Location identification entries

* START *

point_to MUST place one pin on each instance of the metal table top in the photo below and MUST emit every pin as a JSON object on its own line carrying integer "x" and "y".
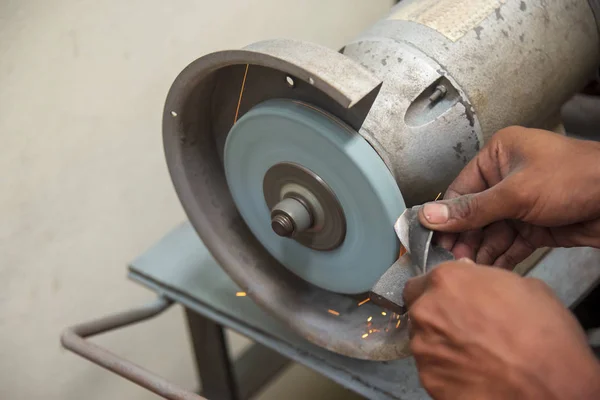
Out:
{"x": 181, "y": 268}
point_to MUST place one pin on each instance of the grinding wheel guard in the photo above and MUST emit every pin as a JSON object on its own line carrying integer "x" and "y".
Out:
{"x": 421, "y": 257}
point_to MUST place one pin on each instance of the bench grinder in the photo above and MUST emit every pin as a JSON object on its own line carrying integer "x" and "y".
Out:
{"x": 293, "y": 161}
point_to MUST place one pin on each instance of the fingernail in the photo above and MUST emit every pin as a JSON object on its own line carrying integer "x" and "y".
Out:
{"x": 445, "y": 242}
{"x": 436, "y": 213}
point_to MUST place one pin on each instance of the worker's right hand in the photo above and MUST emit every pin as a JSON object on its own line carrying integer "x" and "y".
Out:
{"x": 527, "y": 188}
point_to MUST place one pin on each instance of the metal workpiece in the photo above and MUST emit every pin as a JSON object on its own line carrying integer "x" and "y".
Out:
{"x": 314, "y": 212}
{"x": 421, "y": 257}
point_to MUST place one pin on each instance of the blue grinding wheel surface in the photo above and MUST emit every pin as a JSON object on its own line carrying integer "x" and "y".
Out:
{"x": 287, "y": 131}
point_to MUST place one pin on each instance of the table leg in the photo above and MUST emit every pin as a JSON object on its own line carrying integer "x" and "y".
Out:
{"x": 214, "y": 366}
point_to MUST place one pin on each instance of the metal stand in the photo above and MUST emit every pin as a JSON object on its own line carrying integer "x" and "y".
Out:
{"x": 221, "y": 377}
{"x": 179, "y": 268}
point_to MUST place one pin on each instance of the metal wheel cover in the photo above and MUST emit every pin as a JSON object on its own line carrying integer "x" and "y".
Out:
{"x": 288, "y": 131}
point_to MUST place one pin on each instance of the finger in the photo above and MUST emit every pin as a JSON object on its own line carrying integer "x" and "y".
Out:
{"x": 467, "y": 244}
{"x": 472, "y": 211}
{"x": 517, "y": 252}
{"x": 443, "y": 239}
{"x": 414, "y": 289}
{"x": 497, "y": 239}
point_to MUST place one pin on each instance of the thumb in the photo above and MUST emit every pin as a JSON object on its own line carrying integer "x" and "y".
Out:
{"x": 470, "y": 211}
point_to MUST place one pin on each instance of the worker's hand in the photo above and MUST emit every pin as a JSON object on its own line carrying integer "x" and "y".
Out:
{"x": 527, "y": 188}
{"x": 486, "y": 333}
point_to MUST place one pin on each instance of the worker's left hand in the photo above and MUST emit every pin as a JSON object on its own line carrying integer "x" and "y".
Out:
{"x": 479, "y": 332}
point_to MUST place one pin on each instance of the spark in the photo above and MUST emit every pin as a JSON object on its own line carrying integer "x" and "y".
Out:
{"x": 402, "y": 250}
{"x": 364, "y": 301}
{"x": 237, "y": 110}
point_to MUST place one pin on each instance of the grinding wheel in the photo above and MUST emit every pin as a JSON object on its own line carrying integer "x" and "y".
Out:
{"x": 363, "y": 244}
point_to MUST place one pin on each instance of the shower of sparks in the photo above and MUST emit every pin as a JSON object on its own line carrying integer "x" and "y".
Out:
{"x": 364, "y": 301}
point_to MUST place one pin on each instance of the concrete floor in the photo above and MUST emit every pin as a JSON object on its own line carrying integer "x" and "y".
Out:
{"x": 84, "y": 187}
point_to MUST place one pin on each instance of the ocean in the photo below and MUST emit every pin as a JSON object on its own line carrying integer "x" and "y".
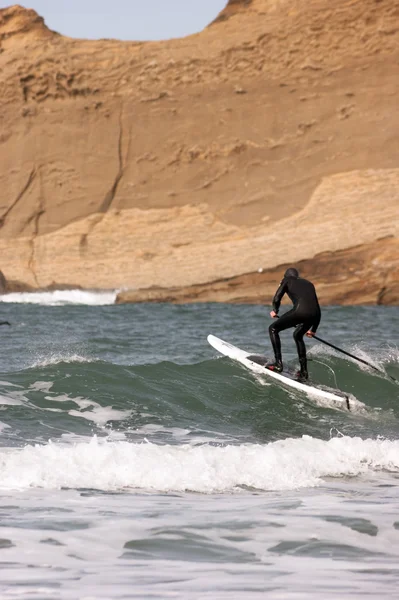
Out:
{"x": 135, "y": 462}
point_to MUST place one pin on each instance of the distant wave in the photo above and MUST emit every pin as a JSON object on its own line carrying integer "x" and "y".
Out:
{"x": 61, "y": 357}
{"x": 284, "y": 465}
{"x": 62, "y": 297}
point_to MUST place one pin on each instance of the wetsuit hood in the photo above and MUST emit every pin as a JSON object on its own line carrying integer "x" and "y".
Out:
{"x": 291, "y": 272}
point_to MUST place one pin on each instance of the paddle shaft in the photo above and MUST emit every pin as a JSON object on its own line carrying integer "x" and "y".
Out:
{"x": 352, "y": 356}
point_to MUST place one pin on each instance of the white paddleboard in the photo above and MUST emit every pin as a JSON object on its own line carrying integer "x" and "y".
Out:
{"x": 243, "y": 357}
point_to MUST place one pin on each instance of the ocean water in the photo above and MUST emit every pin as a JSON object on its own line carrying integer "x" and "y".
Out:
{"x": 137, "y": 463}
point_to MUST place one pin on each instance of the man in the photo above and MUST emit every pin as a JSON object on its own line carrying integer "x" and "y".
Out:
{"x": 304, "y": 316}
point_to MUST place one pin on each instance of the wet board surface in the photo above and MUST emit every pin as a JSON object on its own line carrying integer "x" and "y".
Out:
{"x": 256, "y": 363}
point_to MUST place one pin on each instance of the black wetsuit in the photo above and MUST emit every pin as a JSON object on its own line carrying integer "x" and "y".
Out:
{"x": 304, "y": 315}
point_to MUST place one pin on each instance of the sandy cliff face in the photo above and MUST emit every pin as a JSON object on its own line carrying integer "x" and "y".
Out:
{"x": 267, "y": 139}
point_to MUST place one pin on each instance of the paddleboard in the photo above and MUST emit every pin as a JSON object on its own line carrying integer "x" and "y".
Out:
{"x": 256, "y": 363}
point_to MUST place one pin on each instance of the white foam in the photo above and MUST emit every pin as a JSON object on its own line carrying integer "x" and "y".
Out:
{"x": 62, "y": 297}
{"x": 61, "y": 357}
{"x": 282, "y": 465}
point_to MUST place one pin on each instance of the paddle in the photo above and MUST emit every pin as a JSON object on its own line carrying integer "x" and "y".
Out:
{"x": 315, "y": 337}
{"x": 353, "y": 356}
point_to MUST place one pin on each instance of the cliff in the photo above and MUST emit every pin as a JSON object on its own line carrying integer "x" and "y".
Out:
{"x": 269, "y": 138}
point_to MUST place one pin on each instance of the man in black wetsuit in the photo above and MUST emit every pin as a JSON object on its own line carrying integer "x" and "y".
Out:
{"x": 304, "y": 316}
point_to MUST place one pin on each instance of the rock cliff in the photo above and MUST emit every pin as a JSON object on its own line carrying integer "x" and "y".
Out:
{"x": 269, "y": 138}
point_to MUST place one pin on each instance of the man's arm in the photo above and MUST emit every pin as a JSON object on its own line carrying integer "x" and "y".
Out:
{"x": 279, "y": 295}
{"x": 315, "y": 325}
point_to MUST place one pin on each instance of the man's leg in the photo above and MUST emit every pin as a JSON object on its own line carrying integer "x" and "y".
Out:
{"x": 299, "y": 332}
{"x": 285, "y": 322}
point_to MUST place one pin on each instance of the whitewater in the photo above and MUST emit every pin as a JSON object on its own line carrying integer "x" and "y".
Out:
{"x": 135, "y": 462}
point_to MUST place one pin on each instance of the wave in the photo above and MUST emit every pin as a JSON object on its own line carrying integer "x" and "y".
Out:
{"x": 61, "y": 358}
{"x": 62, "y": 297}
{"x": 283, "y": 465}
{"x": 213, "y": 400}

* END *

■ Problem requirements
Return all of the entries above word for word, with the pictures left out.

■ The solution
point_to MUST place one pin on each instance of the metal table top in the photo below and MUST emit every pin as a JSON object on its own line carrying integer "x" and "y".
Out:
{"x": 181, "y": 268}
point_to MUST place one pin on each instance of the grinding wheel guard in the photo above and MUST emit every pin as a JSON object on its own line carrying integer "x" and "y".
Out:
{"x": 421, "y": 257}
point_to MUST place one pin on each instance of the bench grinder in the photo above and MUST emit every pin as a JSON object on its own line carrying integer "x" and "y".
Out:
{"x": 293, "y": 161}
point_to MUST place one pin on each instance of the fingernail in the photo above and MUST emit every pin as a JSON object on its own line carrying integer "x" and "y".
Out:
{"x": 445, "y": 242}
{"x": 436, "y": 213}
point_to MUST place one pin on each instance of the worker's right hand in the photo above and MUST emit every pin as a JSON object on its own line carrying integer "x" and "y".
Out:
{"x": 527, "y": 188}
point_to MUST place one pin on each instance of the metal workpiece in the photo above and MUST emit every pin as a JSON object on its own line carrying integer "x" and "y".
Out:
{"x": 314, "y": 212}
{"x": 421, "y": 257}
point_to MUST place one pin on each instance of the blue grinding wheel surface in the photo above and MUST emit every pin as a JSON object on its own line carrying integer "x" and "y".
Out:
{"x": 287, "y": 131}
point_to MUST place one pin on each instance of the table leg in the photo above and MUST emit every pin as a JSON object on its own line carrying integer "x" and "y".
Out:
{"x": 214, "y": 366}
point_to MUST place one pin on each instance of the metal stand in the photo above and MUST emit every pin as a JSON object on its own line carrying integer "x" and "y".
Out:
{"x": 221, "y": 377}
{"x": 179, "y": 268}
point_to MUST place one pin on each instance of the metal wheel cover in the photo above and MUST emit every pin as a JSON object on its own line carrying integer "x" and "y".
Out:
{"x": 288, "y": 131}
point_to MUST place one pin on each instance of the finger in the photo above and MUST emit every pin as a JSON object on its own line carrying integer "x" and "y".
Out:
{"x": 467, "y": 244}
{"x": 472, "y": 211}
{"x": 517, "y": 252}
{"x": 443, "y": 239}
{"x": 414, "y": 289}
{"x": 497, "y": 239}
point_to MUST place one pin on each instance of the thumb in the photo above and MUST emit every pin as a JSON object on its own line carrying integer "x" and "y".
Out:
{"x": 470, "y": 211}
point_to MUST place one pin on each instance of the worker's hand in the photo above and MUST emit every pin as a JSON object on its own line carrying integer "x" and "y".
Out:
{"x": 527, "y": 188}
{"x": 486, "y": 333}
point_to MUST place one pin on each instance of the worker's left hand in the photo above and MUST emit every pin as a JSON object on its own line carrying integer "x" and "y".
Out:
{"x": 479, "y": 332}
point_to MUST place one pin on each instance of the spark in the photo above and MUST emit every pin as a JSON object on its own line carrying integer "x" and "y".
Out:
{"x": 402, "y": 250}
{"x": 364, "y": 301}
{"x": 237, "y": 110}
point_to MUST place one pin on each instance of the grinding wheel in the photo above and MUST emit every pin as a JSON object on its own line carrying integer "x" and "y".
Out:
{"x": 363, "y": 244}
point_to MUST place one pin on each instance of the shower of sparks in the photo above and MUST emit every pin as a JSON object on its own line carrying integer "x" and "y".
Out:
{"x": 364, "y": 301}
point_to MUST place one pin on each instance of the concrete floor in the photo above and MUST emit every pin as a JSON object on its own line carrying integer "x" and "y".
Out:
{"x": 84, "y": 187}
point_to MUST place one pin on each instance of the ocean in the photo below and MUST emit every pin as a JSON object on its own line carrying integer "x" and "y".
Out:
{"x": 135, "y": 462}
point_to MUST place one pin on each instance of the distant wave in the photo above and MUST emit every pin as a JSON object on its own line carrying integer "x" and "y".
Out:
{"x": 61, "y": 357}
{"x": 284, "y": 465}
{"x": 62, "y": 297}
point_to MUST place one pin on each instance of the wetsuit hood in the photo above and MUST emit every pin as a JSON object on its own line carrying integer "x" and "y".
Out:
{"x": 291, "y": 272}
point_to MUST place one pin on each instance of the paddle shaft in the photo above and MUST emit every pin as a JSON object on its own line carrying integer "x" and "y".
Out:
{"x": 352, "y": 356}
point_to MUST place one pin on each instance of the white paddleboard in the photo above and MUST emit every pin as a JSON object on its own line carrying integer "x" and "y".
Out:
{"x": 243, "y": 357}
point_to MUST place one pin on each instance of the ocean water in the photo above and MUST emit every pin as a JSON object on its own line carrying integer "x" and "y".
Out:
{"x": 137, "y": 463}
point_to MUST place one pin on each instance of the man in the photo above and MUST emit every pin as a JSON object on its own line carrying integer "x" and "y".
Out:
{"x": 304, "y": 316}
point_to MUST place one pin on each instance of the wet board surface in the photo above and MUST emit every pin as a JSON object on its own line carrying integer "x" and "y".
Out:
{"x": 256, "y": 363}
point_to MUST place one pin on each instance of the black wetsuit in the photo above and MUST emit every pin as a JSON object on its own line carrying integer "x" and "y".
Out:
{"x": 304, "y": 315}
point_to MUST place one pin on each instance of the sandy cliff face in the photo above and MUST emit every pin as a JSON object on its own line carrying integer "x" and "y".
Out:
{"x": 267, "y": 139}
point_to MUST place one pin on each instance of the paddleboard in the photo above and MUST emit every pin as a JSON object on its own line carrying integer "x" and "y".
Out:
{"x": 256, "y": 363}
point_to MUST place one pin on each instance of the white foam in the photo above and MUST emit every pin as a JSON object on its own line carrying integer "x" and "y".
Out:
{"x": 62, "y": 297}
{"x": 61, "y": 357}
{"x": 282, "y": 465}
point_to MUST place one pin on each instance of the paddle in the photo above and MUST emit every pin as a JSON object on its own line carrying integer "x" and "y".
Out:
{"x": 315, "y": 337}
{"x": 353, "y": 356}
point_to MUST place one pin on each instance of the cliff in the photo above and MUST emit every pin as a JSON object on its own line carrying integer "x" and "y".
Out:
{"x": 269, "y": 138}
point_to MUST place one pin on each instance of the man in black wetsuit in the photo above and MUST emit every pin as a JSON object on its own line carrying integer "x" and "y".
Out:
{"x": 304, "y": 316}
point_to MUST place one pin on each instance of the rock cliff in the photo above and MUST emit every pin as a JSON object on its own line carrying integer "x" and "y".
Out:
{"x": 269, "y": 138}
point_to MUST place one pin on each instance of the man's arm in the photo above and MUST emit every pin as a JSON object on its own line carrying integer "x" and "y".
Out:
{"x": 279, "y": 295}
{"x": 315, "y": 325}
point_to MUST place one pin on each instance of the man's leg in the photo above and MUST emit every pin as a JSON object on its own line carrying integer "x" and "y".
Out:
{"x": 299, "y": 332}
{"x": 285, "y": 322}
point_to MUST place one pin on each instance of the whitewater in the photo above and MUST emit every pin as a JSON object on its own line carrying integer "x" and "y".
Out:
{"x": 135, "y": 462}
point_to MUST place one pin on each instance of the wave in the photo above and MUST emit every pin as a JSON object on its own line carrying integer "x" and "y".
Out:
{"x": 61, "y": 358}
{"x": 62, "y": 297}
{"x": 283, "y": 465}
{"x": 213, "y": 400}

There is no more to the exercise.